── Text block ──

Today sushi is commonplace in the West. Religions have elaborate prohibitions against certain foods. Jews, followed by Muslims, banned the eating of pig. I first thought this was for hygienic reasons, but apparently pork carries no more dangerous parasites than beef or lamb. I think it just became a badge of identity and solidarity: we’re the sort of people who don’t eat pork. I have to admit that my vegetarianism is becoming the same: look at me everybody, I don’t eat meat (but don’t ask me too many questions about why I do eat fish and eggs).
Diet and health
Class also plays a big part in dietary options. Wherever I go in the West, including England and South Africa, I see a big difference in the food eaten by the bourgeoisie and the workers. The working class are big meat-eaters, shun salads and don’t bother too much about their health. Academics, professionals, corporate executives and artists are quite likely to be vegetarians of one sort or another, and spend a lot of time worrying about diet and health.
There is a standard economic reason for not eating meat, one which I have often used myself: it takes 7 kg of grain to feed an ox to produce 1 kg of meat, so why not just use the 7 kg to feed humans directly? There are two objections to this argument. The first one is about grass-fed cattle. It is said that the most important crop in Britain is grass, which grows wild and widely, which cannot be eaten by humans but which can feed cattle and sheep, producing very good beef and lamb. Ban grain-fed livestock and only allow grass-fed?
The more difficult question is whether grain and other vegetable matter can completely replace animal protein in a healthy human diet. I’m not sure but I think probably not for adults and almost certainly not for children. Our evolution suggests we need animal protein.
There are three types of chimpanzee: the common chimp, the bonobo or pygmy chimp (a minor population), and hominids. Modern humans, Homo sapiens, are the last remaining hominid. About five million years ago, the climate changed in East Africa and the jungle gave way to savannah. A group of common chimps, our forebears, left the trees and tried to survive on the ground. It was by a miracle that we did survive. We were horribly unprepared, and faced lions and other deadly enemies, much stronger and faster than us.
We became bipedal (walking on two legs), our arms became puny, our legs became long, and we developed our strange talent for long distance running. But this would not have been enough without our teamwork and brainpower. We had to get a bigger, better brain, and we did. But this was only possible when our jaws got smaller. Our guts got much shorter at the same time, and these changes were only possible through meat-eating and fire. Meat is easier to digest than vegetation, and fire pre-digested our food. This allowed much easier chewing and digestion to get an increasing amount of protein to feed our expanding brains. The evidence is overwhelming that we owe our existence as a species to meat-eating. How does this affect the morality of meat-eating today?
No gross shortage
There is no gross shortage of food in the world today. World food crops are improving all the time, thanks to better agricultural science and rising CO2. The problem is getting all this food to everybody cheaply and hygienically. These are questions of management and efficiency, and not morality.
On the moral side, there are many ways we can make meat-eating more humane and cause less suffering to animals. Ban factory farming. Kill crayfish and lobsters quickly before throwing them into boiling water. Kill fish quickly, too, without letting them writhe and suffocate for a long time on the quay. Ban whale hunting. Treat pigs with more respect and kindness.
Not a very dramatic solution to the problems of the morality of meat, I’m afraid, but I’ve spent the last 45 years without coming up with a better one.

───

● Prompt
For each statement, say yes or no to whether it agrees with the passage on meat-eating, and quote the words of the passage that decide it.
1. The author claims pork carries more dangerous parasites than beef or lamb.
2. Feeding an ox to produce 1 kg of meat takes 7 kg of grain.
3. There is a gross shortage of food in the world today.
The rows that come next are separate material and have no connection to the passage on meat-eating.

── Record set ──

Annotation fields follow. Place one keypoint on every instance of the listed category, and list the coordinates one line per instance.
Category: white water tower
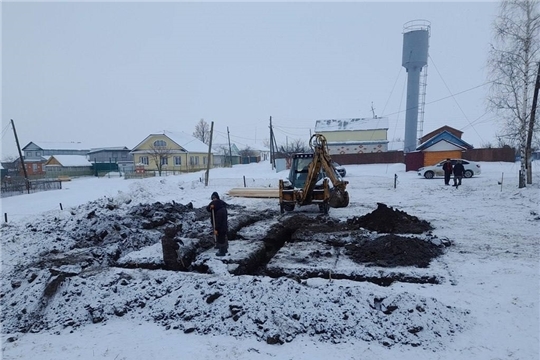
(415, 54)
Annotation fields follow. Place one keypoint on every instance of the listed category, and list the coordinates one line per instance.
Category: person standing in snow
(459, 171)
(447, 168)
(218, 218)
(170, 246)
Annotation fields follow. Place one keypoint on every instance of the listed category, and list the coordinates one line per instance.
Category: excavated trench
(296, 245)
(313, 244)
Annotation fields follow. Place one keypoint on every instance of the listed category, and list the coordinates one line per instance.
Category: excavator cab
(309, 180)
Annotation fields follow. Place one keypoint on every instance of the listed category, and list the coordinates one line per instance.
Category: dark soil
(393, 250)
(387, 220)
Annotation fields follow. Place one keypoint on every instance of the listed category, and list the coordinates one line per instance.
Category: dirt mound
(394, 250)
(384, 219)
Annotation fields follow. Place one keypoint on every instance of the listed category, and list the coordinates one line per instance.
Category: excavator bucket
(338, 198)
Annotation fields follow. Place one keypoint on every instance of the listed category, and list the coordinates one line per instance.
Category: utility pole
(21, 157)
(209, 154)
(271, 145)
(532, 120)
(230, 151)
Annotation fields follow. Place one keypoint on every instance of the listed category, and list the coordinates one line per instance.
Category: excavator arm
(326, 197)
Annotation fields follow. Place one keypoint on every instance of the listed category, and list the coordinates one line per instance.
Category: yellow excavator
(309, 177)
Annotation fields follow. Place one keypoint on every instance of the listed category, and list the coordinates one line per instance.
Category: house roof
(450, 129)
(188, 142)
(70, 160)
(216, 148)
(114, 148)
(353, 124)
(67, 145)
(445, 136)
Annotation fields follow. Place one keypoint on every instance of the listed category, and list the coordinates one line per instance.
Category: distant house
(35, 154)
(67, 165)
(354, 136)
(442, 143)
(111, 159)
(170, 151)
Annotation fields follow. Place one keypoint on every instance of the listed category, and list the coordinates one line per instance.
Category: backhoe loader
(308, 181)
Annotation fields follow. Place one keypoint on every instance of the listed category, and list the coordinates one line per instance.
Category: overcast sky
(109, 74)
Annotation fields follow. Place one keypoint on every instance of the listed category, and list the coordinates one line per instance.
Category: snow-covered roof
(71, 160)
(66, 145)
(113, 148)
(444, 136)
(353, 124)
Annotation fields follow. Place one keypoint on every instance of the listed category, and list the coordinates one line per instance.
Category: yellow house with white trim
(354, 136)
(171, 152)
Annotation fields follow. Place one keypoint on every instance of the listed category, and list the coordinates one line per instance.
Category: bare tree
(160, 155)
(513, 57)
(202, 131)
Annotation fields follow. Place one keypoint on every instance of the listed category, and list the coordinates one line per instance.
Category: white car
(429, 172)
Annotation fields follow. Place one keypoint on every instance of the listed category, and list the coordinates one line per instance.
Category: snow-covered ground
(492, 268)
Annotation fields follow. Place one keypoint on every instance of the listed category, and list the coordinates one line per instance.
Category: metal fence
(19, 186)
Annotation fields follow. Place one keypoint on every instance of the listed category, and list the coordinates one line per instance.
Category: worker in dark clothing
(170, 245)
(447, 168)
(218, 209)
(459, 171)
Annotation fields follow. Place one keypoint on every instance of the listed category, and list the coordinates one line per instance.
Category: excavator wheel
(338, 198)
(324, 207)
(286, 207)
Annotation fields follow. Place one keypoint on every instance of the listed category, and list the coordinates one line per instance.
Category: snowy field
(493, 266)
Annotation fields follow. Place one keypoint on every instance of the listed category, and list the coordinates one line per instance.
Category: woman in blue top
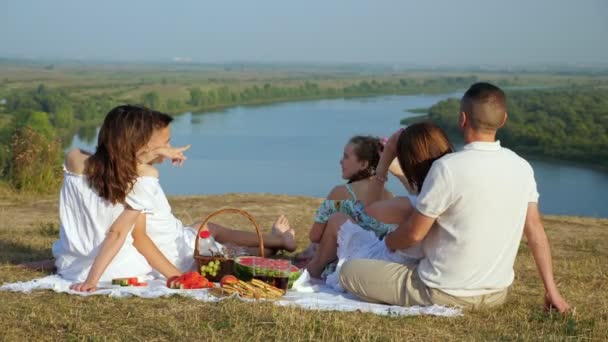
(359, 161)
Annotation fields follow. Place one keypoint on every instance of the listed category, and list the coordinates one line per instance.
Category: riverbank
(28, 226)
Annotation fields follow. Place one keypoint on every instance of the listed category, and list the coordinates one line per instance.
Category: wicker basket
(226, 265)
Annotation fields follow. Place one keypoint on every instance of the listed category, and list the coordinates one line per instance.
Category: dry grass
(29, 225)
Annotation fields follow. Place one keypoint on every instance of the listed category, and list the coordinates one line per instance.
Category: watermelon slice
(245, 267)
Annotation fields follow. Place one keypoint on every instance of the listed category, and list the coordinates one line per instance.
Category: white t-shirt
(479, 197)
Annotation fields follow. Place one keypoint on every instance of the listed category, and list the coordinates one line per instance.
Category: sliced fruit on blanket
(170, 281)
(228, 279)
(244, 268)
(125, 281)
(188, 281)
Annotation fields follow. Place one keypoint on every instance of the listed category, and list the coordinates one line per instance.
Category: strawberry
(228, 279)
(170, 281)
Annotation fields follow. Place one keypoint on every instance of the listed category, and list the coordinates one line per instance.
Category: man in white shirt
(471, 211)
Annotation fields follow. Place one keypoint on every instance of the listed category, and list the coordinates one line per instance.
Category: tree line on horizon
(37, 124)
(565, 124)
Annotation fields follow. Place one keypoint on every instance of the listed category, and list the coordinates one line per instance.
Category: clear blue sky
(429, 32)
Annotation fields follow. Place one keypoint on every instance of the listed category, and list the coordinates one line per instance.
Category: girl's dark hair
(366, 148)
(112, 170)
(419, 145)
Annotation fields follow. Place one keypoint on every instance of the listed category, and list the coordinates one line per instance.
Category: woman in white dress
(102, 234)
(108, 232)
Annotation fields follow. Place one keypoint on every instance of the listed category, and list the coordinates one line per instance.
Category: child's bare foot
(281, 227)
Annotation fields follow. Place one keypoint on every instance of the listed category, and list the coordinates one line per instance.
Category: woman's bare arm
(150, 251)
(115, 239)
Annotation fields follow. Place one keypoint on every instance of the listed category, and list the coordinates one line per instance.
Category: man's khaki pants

───

● Response
1. No: "apparently pork carries no more dangerous parasites than beef or lamb"
2. Yes: "it takes 7 kg of grain to feed an ox to produce 1 kg of meat"
3. No: "There is no gross shortage of food in the world today."